DIRECTIONS FOR THIS TASK: Reproduce only the lines from the one containing "Can you see the night" through the end of the data, exactly as they stand.

MATERIAL SHOWN:
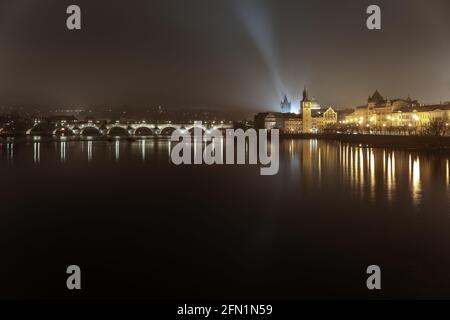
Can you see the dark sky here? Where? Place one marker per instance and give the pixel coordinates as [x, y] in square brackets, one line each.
[222, 54]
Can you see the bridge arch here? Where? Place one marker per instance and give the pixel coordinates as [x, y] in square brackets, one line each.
[62, 131]
[90, 130]
[118, 130]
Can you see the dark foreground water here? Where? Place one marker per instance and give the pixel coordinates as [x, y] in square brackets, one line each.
[140, 227]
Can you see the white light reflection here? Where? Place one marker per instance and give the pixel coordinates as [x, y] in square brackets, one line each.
[37, 152]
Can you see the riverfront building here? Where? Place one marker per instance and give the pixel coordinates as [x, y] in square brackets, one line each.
[313, 118]
[383, 113]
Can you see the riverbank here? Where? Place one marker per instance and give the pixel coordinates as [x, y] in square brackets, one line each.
[382, 141]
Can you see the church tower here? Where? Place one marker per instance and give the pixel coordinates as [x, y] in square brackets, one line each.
[285, 105]
[306, 112]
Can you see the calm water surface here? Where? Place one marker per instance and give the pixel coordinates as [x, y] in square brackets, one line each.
[140, 227]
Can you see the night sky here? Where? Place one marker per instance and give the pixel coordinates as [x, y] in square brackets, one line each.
[224, 55]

ANSWER AREA:
Can you see the night sky here? Where? Place one marker per instance and give the pixel coordinates as [x, y] in square brackets, one line each.
[224, 55]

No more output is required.